■ What to do:
Write out the passage on S/MIME email signatures exactly, from "It's usually a" to "not be implemented.".

■ Page extract:
○ ○ ○
If email sent by my bank included S/MIME signatures that my mail client can verify, then I would have the assurance that the mail was not tampered with or sent by some malicious third-party. Most prominent mail clients have S/MIME support (Outlook, iOS, Thunderbird, Mail.app) so why aren't S/MIME signatures more prevalant?
It's usually a costs vs. benefits decision.
- Create your own CA infrastructure or buy a public certificate for each sender
- Teach employees how to use it
- Teach employees how not to use it, especially how to make sure that the secret key is really kept secret
- Teach the customers what this strange stuff in the mail means
- Properly deal with certificate expiration, revocation and all this stuff
- Usually the argumentation goes like this: nobody else is using this so there cannot be lots of benefits
Thus unless the benefits are higher than the costs or some regulations require the use of signed mails it will not be implemented.
○ ○ ○
■ Dataset excerpts:
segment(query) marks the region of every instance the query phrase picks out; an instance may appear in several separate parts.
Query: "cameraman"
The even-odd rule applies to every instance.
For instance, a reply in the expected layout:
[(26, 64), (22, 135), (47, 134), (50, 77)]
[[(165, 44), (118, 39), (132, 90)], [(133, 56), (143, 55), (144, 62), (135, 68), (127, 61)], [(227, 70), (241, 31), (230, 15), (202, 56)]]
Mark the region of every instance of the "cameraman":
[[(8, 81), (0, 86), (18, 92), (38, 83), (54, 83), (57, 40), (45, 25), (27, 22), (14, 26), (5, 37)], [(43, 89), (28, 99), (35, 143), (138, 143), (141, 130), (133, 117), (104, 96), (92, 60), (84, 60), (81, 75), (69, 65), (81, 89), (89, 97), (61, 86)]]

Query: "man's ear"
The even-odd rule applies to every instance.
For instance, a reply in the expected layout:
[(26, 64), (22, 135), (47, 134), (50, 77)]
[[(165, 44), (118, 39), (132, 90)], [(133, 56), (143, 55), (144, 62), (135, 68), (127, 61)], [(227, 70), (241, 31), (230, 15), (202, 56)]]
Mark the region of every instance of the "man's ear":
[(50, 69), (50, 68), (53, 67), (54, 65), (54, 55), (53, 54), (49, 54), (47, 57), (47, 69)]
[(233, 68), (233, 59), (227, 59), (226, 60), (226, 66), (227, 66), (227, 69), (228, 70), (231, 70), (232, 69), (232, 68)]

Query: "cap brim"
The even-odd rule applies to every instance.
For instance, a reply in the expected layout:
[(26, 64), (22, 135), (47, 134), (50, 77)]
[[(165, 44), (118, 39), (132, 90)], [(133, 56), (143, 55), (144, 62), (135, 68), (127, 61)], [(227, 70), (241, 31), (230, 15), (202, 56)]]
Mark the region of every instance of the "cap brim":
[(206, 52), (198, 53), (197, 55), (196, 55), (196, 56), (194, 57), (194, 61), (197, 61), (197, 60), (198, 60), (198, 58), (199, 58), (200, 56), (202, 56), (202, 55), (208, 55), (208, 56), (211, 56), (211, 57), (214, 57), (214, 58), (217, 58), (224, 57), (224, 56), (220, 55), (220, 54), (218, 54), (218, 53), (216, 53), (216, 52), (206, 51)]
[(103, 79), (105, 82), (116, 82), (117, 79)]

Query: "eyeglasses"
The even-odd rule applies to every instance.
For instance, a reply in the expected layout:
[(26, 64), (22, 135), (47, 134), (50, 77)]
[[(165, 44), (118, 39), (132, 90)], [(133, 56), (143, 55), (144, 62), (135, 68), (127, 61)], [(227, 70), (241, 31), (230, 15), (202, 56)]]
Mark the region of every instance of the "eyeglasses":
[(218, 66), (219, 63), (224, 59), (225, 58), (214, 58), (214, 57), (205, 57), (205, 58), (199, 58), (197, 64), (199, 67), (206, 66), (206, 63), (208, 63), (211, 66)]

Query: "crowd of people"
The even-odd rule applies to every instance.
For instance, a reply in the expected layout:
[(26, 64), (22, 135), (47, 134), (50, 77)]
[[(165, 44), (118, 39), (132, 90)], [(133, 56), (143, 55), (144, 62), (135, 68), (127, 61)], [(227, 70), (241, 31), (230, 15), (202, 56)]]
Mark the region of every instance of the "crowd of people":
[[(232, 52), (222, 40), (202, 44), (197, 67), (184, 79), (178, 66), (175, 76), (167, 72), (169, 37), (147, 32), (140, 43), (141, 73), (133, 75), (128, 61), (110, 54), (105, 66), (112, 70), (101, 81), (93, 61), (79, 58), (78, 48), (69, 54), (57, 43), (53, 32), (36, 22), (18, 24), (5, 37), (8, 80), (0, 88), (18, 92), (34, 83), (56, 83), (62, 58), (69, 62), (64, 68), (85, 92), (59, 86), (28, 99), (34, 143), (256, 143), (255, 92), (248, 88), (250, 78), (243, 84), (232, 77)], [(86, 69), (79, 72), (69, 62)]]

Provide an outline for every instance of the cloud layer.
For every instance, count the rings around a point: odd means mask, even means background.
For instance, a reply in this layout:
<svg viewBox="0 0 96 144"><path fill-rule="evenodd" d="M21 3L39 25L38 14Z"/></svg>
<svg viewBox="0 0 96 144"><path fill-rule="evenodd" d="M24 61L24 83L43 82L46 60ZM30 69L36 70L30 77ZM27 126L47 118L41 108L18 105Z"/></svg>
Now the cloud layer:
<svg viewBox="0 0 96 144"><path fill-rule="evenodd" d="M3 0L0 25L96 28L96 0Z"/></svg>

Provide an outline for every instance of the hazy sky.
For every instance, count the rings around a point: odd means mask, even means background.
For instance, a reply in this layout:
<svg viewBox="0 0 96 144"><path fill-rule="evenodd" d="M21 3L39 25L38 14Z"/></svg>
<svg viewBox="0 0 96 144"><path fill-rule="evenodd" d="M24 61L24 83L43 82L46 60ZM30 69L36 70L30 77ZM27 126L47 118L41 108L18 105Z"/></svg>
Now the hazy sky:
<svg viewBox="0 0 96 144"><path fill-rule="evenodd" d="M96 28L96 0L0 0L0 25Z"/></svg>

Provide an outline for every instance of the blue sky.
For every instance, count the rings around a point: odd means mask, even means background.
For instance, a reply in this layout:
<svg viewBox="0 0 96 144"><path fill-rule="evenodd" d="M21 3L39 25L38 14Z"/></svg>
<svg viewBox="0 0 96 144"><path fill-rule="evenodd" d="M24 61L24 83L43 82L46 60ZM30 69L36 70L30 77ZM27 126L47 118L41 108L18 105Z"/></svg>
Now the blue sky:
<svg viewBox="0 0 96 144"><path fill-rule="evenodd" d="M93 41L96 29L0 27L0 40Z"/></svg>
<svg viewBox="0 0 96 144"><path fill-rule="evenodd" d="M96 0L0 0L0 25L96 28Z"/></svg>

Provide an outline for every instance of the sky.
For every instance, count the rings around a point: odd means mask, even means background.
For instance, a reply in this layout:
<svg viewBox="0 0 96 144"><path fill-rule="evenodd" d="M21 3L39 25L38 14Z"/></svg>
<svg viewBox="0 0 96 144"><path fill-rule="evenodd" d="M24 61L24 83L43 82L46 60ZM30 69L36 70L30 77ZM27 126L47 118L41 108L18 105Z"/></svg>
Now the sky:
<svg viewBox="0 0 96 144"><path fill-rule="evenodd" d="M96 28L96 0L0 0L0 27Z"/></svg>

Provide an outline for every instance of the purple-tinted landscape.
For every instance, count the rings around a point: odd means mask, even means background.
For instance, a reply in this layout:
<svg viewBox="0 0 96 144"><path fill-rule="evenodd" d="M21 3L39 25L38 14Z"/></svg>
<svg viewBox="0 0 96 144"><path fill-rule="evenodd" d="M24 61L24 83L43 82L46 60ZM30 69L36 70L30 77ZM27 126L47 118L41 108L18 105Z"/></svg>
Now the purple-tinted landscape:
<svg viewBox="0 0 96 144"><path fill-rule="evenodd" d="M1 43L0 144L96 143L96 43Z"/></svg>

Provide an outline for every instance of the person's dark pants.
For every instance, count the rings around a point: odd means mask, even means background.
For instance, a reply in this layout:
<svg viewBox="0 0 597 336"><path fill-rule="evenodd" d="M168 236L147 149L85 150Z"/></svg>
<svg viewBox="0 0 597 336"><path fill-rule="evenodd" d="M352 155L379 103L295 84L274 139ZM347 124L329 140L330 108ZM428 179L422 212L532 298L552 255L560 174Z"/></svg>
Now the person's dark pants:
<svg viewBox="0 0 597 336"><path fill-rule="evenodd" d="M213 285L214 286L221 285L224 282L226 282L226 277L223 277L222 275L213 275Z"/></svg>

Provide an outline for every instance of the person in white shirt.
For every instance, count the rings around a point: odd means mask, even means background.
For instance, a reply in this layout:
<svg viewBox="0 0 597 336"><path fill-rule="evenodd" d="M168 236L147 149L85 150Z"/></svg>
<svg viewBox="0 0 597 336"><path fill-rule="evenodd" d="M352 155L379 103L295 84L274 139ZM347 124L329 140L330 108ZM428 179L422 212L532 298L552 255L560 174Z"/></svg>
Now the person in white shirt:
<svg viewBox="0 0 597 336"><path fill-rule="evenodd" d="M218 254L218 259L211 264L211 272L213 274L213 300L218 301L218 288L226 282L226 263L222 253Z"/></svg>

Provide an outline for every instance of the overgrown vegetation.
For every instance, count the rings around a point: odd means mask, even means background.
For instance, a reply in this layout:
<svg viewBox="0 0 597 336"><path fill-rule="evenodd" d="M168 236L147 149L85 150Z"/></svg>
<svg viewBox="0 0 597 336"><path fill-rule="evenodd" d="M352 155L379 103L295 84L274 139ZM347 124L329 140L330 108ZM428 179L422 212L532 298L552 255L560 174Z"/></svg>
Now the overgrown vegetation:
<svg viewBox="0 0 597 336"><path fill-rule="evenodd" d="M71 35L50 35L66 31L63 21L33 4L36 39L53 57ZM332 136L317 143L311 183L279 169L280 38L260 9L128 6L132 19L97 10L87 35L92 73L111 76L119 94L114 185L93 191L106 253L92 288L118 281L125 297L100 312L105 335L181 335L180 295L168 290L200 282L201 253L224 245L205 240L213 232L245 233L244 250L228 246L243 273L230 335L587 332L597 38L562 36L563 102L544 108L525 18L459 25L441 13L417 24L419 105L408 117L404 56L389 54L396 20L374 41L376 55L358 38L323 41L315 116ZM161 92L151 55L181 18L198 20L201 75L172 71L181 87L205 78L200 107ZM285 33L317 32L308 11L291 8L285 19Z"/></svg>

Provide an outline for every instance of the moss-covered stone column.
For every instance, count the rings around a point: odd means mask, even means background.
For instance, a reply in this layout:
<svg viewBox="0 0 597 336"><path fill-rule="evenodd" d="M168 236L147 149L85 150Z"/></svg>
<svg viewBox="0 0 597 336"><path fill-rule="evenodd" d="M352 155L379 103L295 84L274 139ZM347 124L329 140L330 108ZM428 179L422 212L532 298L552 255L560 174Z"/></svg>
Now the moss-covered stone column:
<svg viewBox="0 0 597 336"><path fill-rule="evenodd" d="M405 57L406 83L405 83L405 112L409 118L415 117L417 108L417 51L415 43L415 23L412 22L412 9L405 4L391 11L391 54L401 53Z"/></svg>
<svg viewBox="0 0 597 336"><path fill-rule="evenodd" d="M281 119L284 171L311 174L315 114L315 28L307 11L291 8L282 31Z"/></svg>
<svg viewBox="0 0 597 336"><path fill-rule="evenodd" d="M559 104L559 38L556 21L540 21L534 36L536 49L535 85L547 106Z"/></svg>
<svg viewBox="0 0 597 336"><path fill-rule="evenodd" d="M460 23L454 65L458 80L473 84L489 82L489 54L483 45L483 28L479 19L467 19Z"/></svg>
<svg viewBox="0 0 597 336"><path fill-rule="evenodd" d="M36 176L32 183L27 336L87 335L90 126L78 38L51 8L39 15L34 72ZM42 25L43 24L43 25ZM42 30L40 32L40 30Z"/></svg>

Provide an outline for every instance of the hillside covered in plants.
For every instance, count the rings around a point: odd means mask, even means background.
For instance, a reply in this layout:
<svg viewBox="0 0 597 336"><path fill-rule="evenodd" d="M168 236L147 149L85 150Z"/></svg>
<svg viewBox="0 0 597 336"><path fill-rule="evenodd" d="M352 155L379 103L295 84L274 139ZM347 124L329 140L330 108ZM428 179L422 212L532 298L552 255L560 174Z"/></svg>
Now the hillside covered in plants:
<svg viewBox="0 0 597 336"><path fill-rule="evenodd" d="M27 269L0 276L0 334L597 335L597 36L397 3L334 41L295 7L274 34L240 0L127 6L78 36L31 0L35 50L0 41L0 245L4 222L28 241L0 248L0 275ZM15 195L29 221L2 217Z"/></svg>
○ ○ ○
■ Problem solution:
It's usually a costs vs. benefits decision.
- Create your own CA infrastructure or buy a public certificate for each sender
- Teach employees how to use it
- Teach employees how not to use it, especially how to make sure that the secret key is really kept secret
- Teach the customers what this strange stuff in the mail means
- Properly deal with certificate expiration, revocation and all this stuff
- Usually the argumentation goes like this: nobody else is using this so there cannot be lots of benefits
Thus unless the benefits are higher than the costs or some regulations require the use of signed mails it will not be implemented.